---------- Document section ----------

Dutch ICUs are running at full steam at the moment. That is due to the corona crisis. The ‘Post-ICU diary for tomorrow’ is, therefore, more important than ever.
This app was developed by Dr Marc Buise. He is anaesthesiologist at Catharina Hospital. Patients who’ve been in the ICU often have long-lasting complications from their stay. This is known as Post Intensive Care Syndrome (PICS). For the patient, the time after leaving the hospital can often lead to severe physical and mental issues. Keeping a digital diary can contribute to processing this period.
This kind of diary’s existed in paper-form in the ICU for some time. According to Catharina Hospital, it’s the only scientifically proven method to reduce PICS. In 2018, Dr Buise partnered with Games for Health. This is an organisation that designs digital ideas for patient-centric care. Together, they started a project to improve the way this diary’s used.
Rolled out on 6 April
During the corona crisis, visits by family and friends to the ICU are severely restricted. That makes it difficult to keep such a physical diary. From Monday, it became a lot easier for patients and families in the hospital. They’re now able to use the digital ‘Post-ICU diary for tomorrow’.
Caregivers can share data with family from a distance. The family can easily create a virtual diary too. This can contain text, photos, film, and sound bytes. The diary also provides links to informative sites. By bundling all these possibilities, a diary can be started immediately upon admission to the ICU. This can make a positive contribution to life after intensive care for both patients and the family.

---------- Information provided ----------

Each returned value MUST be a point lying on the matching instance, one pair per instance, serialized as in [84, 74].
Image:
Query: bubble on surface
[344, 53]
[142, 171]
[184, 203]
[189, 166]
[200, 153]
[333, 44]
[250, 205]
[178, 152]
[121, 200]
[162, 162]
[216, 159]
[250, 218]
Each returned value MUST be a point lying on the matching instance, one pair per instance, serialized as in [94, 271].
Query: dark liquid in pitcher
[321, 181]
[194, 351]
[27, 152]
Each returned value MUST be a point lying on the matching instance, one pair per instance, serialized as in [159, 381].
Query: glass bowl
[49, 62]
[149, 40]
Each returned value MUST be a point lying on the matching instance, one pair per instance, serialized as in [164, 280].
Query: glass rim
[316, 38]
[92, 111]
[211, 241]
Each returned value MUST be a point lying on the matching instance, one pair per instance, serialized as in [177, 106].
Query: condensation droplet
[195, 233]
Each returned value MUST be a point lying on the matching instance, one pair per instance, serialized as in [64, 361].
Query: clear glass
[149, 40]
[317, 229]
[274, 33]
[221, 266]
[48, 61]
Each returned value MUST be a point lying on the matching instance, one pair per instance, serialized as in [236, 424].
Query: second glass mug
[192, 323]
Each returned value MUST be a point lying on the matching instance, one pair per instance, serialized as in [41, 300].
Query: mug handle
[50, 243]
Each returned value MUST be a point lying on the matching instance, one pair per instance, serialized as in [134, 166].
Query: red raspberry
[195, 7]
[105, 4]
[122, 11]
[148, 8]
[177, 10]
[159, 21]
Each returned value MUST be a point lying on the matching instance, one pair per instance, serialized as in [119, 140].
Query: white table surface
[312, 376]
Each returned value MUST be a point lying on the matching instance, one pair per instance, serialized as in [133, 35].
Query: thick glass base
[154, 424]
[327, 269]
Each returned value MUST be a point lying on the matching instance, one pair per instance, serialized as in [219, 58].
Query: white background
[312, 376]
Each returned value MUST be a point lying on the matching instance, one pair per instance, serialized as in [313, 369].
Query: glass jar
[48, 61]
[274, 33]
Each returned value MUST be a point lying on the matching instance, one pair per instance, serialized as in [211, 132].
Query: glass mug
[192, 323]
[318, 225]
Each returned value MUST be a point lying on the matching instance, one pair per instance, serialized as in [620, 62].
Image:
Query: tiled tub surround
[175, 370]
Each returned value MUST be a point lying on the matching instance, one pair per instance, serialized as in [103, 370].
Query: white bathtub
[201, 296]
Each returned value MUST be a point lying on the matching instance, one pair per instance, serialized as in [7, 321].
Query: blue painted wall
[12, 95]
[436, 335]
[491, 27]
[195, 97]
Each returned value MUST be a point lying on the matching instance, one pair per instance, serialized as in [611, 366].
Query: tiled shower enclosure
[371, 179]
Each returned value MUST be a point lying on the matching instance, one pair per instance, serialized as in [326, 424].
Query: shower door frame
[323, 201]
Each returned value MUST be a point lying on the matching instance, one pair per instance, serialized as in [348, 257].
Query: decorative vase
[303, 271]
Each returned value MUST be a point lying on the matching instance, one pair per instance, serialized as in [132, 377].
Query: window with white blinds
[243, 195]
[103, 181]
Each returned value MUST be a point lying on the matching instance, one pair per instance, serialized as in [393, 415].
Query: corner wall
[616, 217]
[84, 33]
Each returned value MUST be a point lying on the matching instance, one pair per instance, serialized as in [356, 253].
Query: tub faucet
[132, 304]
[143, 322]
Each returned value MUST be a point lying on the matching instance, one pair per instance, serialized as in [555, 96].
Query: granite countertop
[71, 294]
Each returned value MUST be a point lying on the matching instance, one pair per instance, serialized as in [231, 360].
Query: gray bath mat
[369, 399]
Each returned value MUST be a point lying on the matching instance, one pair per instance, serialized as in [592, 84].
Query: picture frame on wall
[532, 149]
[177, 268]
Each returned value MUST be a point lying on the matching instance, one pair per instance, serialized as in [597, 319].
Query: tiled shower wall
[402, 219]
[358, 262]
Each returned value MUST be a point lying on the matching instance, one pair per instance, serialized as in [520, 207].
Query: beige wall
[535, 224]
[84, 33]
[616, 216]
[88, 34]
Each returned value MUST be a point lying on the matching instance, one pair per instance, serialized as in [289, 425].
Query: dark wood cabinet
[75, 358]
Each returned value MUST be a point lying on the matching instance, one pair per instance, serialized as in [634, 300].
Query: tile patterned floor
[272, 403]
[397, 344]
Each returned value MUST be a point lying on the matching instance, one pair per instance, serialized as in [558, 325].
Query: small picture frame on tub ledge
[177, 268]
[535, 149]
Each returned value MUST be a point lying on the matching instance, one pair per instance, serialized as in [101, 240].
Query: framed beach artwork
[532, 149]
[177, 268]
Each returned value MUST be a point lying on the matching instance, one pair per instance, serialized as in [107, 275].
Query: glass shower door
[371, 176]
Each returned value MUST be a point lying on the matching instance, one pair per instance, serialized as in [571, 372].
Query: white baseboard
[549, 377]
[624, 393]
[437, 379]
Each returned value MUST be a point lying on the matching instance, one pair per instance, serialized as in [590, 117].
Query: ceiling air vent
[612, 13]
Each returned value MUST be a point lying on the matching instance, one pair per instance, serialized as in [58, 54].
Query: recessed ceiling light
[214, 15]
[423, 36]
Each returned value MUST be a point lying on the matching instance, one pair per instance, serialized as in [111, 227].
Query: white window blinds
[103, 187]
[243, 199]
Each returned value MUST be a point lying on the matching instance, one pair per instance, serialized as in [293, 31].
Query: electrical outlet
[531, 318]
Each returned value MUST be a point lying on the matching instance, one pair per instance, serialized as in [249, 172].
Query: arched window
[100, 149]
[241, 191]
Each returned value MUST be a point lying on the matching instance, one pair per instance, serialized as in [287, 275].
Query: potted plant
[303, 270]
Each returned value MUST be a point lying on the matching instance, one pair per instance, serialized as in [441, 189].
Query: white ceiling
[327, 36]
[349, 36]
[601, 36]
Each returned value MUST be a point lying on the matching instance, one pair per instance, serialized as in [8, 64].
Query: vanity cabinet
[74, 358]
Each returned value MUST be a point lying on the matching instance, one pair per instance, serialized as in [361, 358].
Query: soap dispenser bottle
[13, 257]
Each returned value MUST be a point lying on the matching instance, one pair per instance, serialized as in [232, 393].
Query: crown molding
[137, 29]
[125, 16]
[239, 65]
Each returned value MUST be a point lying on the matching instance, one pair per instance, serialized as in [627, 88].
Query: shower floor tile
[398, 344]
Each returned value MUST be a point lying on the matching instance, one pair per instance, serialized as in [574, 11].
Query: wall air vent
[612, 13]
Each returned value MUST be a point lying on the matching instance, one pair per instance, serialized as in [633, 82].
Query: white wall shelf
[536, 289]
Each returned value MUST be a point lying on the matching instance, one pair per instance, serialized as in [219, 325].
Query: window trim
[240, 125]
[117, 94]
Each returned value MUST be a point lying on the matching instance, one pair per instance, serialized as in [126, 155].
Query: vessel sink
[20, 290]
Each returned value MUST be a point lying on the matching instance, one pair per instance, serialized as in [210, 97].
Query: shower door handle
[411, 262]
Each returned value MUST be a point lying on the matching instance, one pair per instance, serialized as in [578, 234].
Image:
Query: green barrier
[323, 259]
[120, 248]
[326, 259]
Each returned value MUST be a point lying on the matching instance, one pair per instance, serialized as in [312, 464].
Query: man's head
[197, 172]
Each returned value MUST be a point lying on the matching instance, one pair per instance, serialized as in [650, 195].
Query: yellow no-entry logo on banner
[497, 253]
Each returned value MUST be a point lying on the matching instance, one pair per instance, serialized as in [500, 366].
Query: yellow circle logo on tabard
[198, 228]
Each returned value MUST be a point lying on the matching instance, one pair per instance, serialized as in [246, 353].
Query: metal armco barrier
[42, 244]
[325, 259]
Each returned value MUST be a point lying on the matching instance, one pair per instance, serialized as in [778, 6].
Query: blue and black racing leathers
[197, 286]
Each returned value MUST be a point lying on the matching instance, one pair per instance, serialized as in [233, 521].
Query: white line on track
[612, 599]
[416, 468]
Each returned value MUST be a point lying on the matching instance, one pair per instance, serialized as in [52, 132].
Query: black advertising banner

----------

* Required work *
a) Write out the part of the post-ICU diary article starting at "This app was" and ending at "this diary’s used.".
b) Carry on the article about the digital post-ICU diary from the point where it stops.

* Solved problems *
a)
This app was developed by Dr Marc Buise. He is anaesthesiologist at Catharina Hospital. Patients who’ve been in the ICU often have long-lasting complications from their stay. This is known as Post Intensive Care Syndrome (PICS). For the patient, the time after leaving the hospital can often lead to severe physical and mental issues. Keeping a digital diary can contribute to processing this period.
This kind of diary’s existed in paper-form in the ICU for some time. According to Catharina Hospital, it’s the only scientifically proven method to reduce PICS. In 2018, Dr Buise partnered with Games for Health. This is an organisation that designs digital ideas for patient-centric care. Together, they started a project to improve the way this diary’s used.

b)
Lots of support
Zorgverzekeraars Nederland is an umbrella organisation for health insurers in the country. They are aware of the importance of the ‘Post-ICU diary for tomorrow’. Rabobank, too, has indicated it wants to make a contribution in this respect. Under the leadership of Games for Health, this technology was co-created in accordance with the Brainport concept.
Catharina Hospital is the first one in the Netherlands to use the diary. “Several hospitals have already said they’d like to gain access to this diary as soon as possible,” says Buise. “Our dream is that all ICU patients in the Netherlands will be able to use this [technology].”
The Dutch Society for Intensive Care, IC Connect patient organisation, and Family and Patient-Centred Intensive Care (FCIC) Foundation all support this initiative. “We hope this diary will give patients and their loved ones a better foothold in this difficult time,” concludes Buise.